## WHAT TO PRODUCE
Convert all the rows below into a numbered list, skipping any blank lines.

## MATERIAL PROVIDED
*****

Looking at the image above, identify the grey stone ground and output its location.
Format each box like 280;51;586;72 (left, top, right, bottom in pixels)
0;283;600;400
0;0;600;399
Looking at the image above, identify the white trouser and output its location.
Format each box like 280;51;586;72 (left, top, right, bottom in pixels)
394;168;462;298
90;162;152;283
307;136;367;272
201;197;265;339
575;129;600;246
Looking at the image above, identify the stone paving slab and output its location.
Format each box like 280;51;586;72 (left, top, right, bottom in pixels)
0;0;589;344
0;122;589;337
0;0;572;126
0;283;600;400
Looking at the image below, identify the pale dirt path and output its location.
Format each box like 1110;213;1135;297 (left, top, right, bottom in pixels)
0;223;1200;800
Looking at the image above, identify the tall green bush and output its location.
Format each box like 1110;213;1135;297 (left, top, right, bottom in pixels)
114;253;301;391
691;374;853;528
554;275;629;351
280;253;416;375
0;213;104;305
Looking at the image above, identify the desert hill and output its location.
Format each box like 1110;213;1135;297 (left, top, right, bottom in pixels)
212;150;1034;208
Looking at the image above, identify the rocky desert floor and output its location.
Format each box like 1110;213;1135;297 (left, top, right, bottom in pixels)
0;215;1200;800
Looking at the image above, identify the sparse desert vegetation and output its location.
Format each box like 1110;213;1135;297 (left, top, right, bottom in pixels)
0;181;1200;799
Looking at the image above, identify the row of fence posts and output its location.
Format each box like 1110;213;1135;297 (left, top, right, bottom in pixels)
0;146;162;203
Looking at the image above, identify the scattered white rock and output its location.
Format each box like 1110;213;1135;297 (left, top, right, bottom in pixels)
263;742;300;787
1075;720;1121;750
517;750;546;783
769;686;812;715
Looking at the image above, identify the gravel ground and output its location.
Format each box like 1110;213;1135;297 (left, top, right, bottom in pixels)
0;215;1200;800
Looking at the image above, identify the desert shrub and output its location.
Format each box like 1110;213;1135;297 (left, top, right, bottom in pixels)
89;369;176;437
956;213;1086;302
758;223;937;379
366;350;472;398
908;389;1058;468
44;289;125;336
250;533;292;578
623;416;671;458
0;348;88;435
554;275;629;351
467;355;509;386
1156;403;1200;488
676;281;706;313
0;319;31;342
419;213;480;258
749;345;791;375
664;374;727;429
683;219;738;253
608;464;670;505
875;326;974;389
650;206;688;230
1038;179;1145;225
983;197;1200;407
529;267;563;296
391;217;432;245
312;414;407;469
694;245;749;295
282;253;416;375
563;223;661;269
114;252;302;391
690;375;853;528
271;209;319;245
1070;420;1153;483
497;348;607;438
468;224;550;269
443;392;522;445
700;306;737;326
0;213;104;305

*****

## FINISHED TASK
1. Looking at the image above, identify the grey stone ground and output its location.
2. Format each box like 280;51;586;72 (left, top, right, bottom in pixels)
3. 0;283;600;400
4. 0;0;600;399
5. Looking at the image above, identify the white trouser and output its location.
6. Format each box like 280;51;586;72 (left, top, right, bottom in pixels)
7. 394;168;462;298
8. 90;162;152;283
9. 307;136;367;272
10. 201;197;265;339
11. 575;129;600;246
12. Looking at the image above, identify the stone paving slab and output its location.
13. Format each box like 280;51;586;72 (left, top, right, bottom in pixels)
14. 0;0;589;344
15. 0;122;589;337
16. 0;0;572;126
17. 0;283;600;400
18. Looking at the image below, identify the pale dirt path and output its location.
19. Format each box like 1110;213;1135;297 (left, top, right, bottom in pixels)
20. 0;223;1200;800
21. Looking at the image above, identify the tall green bush and output its location.
22. Format each box like 1110;213;1135;297 (left, top, right, bottom in pixels)
23. 114;253;301;391
24. 691;374;853;528
25. 554;275;629;351
26. 280;253;416;375
27. 0;213;104;305
28. Looking at the image above, identify the desert hill and output its location.
29. Format each box like 1110;213;1135;297 (left, top, right, bottom in pixels)
30. 212;150;1034;208
31. Looking at the image above, identify the rocky desert floor and output its location.
32. Format each box like 1110;213;1135;297 (left, top, right, bottom in pixels)
33. 0;215;1200;800
34. Looking at the image above, identify the sparse desert vegetation and output its location.
35. Format each box like 1110;213;1135;297 (left, top, right, bottom in pixels)
36. 0;181;1200;799
37. Looking at the image above, identify the row of fence posts and output its location.
38. Format each box like 1110;213;1135;297 (left, top, right, bottom in pixels)
39. 0;146;162;203
40. Looking at the image above, identify the scattered white rock and output its location.
41. Format each box like 1110;213;1135;297 (left, top, right, bottom in pixels)
42. 263;742;300;787
43. 1075;720;1121;750
44. 517;750;546;783
45. 769;686;812;715
46. Looking at the image above, identify the gravel ground and output its location.
47. Format each box like 1110;213;1135;297 (left, top, right, bottom in pixels)
48. 0;215;1200;800
49. Looking at the image above, identify the desert shrub and output its location.
50. Format each box like 1110;213;1135;297 (left, top, right, bottom in pixels)
51. 89;369;176;437
52. 956;213;1086;302
53. 758;223;937;379
54. 366;350;472;398
55. 908;389;1058;468
56. 44;289;125;336
57. 250;533;292;578
58. 623;416;671;458
59. 0;348;88;435
60. 554;275;629;351
61. 467;355;509;386
62. 1156;403;1200;488
63. 676;281;706;313
64. 0;319;31;342
65. 419;213;480;258
66. 749;345;791;375
67. 664;374;727;429
68. 683;219;738;253
69. 608;464;670;505
70. 875;326;974;389
71. 650;206;688;230
72. 1038;179;1145;225
73. 983;197;1200;407
74. 529;267;563;296
75. 391;217;432;245
76. 312;414;407;469
77. 694;245;749;295
78. 282;253;416;375
79. 563;223;661;269
80. 114;252;302;391
81. 690;375;853;528
82. 271;209;319;245
83. 1070;420;1153;483
84. 497;348;607;438
85. 468;224;550;269
86. 443;392;522;445
87. 700;306;737;326
88. 0;213;104;305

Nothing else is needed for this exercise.